Problem: Name every court case cited in the court opinion excerpt below.

Document segment:

━━━━━━━━━━━━━━━━━━━━

Judgment was rendered and signed by the trial court on May 2, 1978, cancelling the lease theretofore existing between the parties. Appellant moved for a new trial on May 9, 1978, which motion was denied. This appeal ensued.

Appellant assigns three errors of the trial court, the most significant of which concerns the sufficiency of the proof offered on the confirmation. La.C.C.P. Article 1702 provides that a judgment of default must be confirmed by proof of the demand sufficient to establish a prima facie case.

The issue thus presented is whether plaintiff produced sufficient competent evidence at the confirmation proceeding to sustain his burden of proving the essential elements of the claim. Pertinent to our inquiry is the jurisprudence holding that the presumption that the default judgment was rendered upon sufficient evidence and is correct does not apply where the testimony is transcribed and is contained in the record. Acme Poster Advertising Company v. State, through the Department of Highways, 352 So.2d 397 (La.App. 3rd Cir. 1977); Eddins v. Salassi, 344 So.2d 416 (La.App. 1st Cir. 1977). As previously noted, the record in the instant case contains the transcript of testimony adduced at the proceeding in which the default judgment was rendered. We must therefore determine from the testimony and exhibits introduced therewith whether plaintiff established a prima facie case for cancellation of subject lease.

The basis of plaintiff’s claim for cancellation of the lease, as noted hereinabove, was the alleged failure of Appellant to comply with a lease provision requiring Appellant to pay any increase in ad valorem taxes on the property over the taxes in existence at the time the parties entered into the lease agreement in 1972. Notwithstanding the statement of plaintiff’s counsel during the confirmation proceeding to the contrary, we are unable to find in the record, the lease, the violation of which forms the basis of plaintiff’s cause of action. Nor is there contained in the record any evidence establishing the tax base existing at inception of the lease from which the trial court could reasonably conclude that a tax increase occurred or that Appellant failed to pay any such increase. We find these deficiencies in the record to be fatal to plaintiff’s suit for cancellation of the lease. See Ascension Builders, Inc. v. Jumonville, 262 La. 519, 263 So.2d 875 (La.1972).

━━━━━━━━━━━━━━━━━━━━

Data records:
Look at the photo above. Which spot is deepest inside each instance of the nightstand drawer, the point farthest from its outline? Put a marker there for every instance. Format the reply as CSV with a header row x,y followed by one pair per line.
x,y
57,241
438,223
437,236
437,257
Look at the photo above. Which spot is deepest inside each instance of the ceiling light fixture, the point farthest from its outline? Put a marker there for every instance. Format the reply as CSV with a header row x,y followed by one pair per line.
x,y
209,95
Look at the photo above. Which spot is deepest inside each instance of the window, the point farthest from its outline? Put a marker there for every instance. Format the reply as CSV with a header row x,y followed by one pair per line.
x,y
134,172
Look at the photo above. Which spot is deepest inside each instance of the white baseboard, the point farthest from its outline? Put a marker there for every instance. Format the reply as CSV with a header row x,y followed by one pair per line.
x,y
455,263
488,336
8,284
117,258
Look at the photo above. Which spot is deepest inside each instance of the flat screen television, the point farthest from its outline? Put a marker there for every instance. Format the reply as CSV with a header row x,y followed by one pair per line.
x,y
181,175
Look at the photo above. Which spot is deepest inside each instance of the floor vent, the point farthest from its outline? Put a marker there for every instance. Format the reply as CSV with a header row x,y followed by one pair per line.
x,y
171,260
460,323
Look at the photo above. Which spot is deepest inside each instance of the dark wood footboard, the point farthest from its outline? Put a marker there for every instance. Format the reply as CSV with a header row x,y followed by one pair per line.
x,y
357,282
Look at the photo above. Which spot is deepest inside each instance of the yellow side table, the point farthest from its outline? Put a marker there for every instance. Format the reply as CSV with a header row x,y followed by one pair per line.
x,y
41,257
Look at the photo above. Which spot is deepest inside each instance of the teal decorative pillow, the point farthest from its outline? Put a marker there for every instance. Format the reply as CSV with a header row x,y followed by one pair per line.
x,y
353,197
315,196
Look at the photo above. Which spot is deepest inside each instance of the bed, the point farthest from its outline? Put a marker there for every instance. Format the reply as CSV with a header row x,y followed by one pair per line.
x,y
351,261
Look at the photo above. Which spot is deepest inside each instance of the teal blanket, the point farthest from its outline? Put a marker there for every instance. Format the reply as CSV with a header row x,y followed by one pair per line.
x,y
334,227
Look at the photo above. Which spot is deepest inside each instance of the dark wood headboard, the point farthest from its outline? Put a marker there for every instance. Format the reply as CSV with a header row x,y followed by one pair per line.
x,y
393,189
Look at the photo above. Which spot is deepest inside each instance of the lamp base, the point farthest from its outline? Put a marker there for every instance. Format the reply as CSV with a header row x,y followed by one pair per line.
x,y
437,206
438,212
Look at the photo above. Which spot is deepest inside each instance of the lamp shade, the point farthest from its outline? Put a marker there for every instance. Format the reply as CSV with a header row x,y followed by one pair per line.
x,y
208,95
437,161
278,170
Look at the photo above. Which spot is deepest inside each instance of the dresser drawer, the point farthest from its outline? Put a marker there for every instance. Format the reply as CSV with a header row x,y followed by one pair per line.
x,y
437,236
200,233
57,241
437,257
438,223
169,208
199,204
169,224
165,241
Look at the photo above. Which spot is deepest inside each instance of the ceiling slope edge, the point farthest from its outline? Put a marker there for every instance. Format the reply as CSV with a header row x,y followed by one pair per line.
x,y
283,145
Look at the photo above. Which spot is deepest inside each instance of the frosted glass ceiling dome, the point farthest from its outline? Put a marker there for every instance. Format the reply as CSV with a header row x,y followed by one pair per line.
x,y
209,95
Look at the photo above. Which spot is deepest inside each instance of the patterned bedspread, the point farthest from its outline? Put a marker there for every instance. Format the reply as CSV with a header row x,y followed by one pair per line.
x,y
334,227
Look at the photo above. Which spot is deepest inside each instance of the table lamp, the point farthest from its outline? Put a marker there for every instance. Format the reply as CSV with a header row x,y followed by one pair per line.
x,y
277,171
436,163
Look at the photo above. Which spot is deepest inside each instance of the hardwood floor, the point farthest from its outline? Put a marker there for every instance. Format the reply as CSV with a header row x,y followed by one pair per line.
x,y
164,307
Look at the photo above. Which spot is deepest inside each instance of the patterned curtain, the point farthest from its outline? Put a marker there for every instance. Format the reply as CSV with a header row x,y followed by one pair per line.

━━━━━━━━━━━━━━━━━━━━

Result below:
- Acme Poster Advertising Company v. State, through the Department of Highways
- Eddins v. Salassi
- Ascension Builders, Inc. v. Jumonville